> What this task involves
Can you turn the lines of the data below, starting at the line containing "of the shop" and ending at the end of the data, into a JSON list of strings with one string per line, leaving out blank lines and including no other lines?

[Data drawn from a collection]
........
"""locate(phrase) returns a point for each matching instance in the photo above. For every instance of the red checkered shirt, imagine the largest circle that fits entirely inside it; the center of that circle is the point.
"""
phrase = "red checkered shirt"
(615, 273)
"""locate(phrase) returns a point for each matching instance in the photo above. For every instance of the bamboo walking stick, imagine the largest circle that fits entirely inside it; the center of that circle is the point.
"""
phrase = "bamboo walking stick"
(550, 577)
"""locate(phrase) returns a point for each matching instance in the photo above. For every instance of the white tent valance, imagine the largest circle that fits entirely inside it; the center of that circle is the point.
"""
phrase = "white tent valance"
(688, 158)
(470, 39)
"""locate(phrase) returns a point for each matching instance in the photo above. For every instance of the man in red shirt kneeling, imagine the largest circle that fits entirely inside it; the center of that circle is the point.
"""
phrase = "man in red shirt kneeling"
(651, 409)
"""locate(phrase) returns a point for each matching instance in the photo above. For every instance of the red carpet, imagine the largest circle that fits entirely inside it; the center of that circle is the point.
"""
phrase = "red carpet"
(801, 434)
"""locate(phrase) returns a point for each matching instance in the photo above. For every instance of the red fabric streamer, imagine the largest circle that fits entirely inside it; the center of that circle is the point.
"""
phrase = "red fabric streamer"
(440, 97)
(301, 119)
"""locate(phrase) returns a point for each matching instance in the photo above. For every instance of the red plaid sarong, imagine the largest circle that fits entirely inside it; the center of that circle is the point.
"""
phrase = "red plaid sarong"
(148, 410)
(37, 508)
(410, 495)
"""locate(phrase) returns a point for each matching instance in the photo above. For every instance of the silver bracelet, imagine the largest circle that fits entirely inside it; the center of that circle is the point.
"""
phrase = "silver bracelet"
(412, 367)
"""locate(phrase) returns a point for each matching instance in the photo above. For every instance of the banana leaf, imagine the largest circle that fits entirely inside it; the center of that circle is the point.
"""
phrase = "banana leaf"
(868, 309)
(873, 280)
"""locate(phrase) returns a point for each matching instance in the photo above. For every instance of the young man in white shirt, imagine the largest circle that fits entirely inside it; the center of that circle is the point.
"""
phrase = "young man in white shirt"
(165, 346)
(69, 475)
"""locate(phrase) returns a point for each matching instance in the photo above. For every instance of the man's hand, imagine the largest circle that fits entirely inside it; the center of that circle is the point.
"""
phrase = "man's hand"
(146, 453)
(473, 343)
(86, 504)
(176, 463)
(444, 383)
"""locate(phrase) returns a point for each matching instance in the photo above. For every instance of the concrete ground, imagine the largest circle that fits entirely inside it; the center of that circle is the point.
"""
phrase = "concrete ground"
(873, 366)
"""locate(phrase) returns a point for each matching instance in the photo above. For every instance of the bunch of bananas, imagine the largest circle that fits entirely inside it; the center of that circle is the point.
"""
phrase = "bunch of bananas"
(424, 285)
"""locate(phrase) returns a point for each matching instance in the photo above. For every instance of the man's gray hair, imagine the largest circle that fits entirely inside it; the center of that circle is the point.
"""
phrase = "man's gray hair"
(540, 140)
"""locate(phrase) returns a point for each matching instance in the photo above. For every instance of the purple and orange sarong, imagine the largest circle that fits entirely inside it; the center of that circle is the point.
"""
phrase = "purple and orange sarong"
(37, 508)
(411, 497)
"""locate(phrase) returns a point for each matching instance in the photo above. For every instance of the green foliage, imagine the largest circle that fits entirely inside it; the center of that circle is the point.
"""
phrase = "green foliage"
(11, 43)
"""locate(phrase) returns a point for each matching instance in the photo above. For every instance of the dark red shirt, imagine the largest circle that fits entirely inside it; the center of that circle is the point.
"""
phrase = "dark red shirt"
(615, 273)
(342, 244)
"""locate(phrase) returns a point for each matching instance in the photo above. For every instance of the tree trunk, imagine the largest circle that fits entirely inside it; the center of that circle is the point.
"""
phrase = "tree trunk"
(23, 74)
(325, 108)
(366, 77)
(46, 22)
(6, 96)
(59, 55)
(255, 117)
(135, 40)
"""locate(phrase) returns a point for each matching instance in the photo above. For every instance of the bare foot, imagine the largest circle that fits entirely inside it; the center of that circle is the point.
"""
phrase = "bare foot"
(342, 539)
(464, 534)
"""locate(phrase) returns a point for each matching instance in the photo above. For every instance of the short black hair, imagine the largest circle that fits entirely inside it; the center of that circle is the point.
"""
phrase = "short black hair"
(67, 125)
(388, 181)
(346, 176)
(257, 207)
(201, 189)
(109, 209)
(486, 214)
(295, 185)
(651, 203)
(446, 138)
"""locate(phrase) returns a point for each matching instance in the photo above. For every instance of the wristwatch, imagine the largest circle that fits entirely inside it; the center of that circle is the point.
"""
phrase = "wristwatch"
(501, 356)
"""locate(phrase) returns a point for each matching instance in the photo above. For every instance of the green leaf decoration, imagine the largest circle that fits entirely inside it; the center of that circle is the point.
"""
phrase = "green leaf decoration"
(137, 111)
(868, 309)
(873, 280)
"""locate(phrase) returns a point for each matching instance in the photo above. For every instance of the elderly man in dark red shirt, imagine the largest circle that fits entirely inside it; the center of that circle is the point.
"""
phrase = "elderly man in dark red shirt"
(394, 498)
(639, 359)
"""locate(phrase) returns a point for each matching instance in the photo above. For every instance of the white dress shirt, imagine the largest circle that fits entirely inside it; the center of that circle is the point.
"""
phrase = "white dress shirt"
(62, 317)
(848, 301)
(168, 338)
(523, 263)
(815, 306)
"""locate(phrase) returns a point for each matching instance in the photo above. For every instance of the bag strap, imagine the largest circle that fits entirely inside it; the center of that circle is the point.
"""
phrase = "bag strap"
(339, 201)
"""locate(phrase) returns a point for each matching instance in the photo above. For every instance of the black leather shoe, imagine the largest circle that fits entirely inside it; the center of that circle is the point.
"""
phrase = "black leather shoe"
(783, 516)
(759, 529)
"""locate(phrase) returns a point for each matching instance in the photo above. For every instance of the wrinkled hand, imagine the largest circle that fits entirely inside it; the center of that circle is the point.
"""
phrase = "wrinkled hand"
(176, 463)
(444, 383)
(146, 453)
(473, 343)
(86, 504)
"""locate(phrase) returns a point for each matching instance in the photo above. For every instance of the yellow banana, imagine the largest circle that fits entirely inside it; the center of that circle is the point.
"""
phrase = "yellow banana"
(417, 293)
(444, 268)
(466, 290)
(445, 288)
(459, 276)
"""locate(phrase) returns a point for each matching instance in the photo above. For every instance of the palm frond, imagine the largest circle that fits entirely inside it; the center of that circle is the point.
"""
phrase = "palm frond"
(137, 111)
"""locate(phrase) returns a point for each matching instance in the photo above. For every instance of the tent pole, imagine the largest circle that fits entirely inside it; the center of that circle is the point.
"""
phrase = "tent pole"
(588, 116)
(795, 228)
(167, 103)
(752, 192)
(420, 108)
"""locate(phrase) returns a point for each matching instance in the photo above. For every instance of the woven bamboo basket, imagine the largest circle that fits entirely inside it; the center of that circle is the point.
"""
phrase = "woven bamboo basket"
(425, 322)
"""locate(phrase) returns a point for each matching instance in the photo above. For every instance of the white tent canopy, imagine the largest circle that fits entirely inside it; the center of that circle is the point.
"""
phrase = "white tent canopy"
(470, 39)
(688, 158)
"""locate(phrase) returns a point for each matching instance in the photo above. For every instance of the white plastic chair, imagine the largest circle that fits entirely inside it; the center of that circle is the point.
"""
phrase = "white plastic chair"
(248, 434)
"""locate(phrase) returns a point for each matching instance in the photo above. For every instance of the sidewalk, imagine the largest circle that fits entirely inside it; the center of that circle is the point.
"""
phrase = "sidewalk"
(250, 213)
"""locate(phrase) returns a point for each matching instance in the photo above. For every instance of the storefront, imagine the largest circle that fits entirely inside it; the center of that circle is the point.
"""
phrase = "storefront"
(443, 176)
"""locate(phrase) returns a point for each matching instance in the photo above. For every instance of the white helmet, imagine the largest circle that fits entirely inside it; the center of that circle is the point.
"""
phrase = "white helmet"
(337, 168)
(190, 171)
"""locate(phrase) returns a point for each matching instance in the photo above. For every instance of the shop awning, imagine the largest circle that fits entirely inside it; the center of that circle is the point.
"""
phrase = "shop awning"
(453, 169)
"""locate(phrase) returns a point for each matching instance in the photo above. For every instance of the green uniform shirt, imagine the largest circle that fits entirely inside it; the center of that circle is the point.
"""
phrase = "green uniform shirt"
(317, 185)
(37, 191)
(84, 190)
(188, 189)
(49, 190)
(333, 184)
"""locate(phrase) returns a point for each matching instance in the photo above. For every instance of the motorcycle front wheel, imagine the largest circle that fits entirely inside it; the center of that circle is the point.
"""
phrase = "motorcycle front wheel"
........
> Task solution
[
  "\"\"\"locate(phrase) returns a point for each matching instance in the photo above. For every instance of the shop awning, imagine the largest circle that fits entirely inside it; the center of that circle is the point.",
  "\"\"\"",
  "phrase = \"shop awning\"",
  "(453, 169)",
  "\"\"\"locate(phrase) returns a point for each matching instance in the photo above. For every instance of the green uniform shirt, imagine the largest circle that fits entirely inside it; the center of that circle is the point.",
  "\"\"\"",
  "phrase = \"green uniform shirt\"",
  "(317, 185)",
  "(37, 191)",
  "(84, 190)",
  "(188, 189)",
  "(49, 190)",
  "(333, 184)",
  "\"\"\"locate(phrase) returns a point for each matching instance in the photo above. For every instance of the motorcycle front wheel, imagine the largest circle that fits entirely inside it; the center of that circle is the point.",
  "\"\"\"",
  "phrase = \"motorcycle front wheel\""
]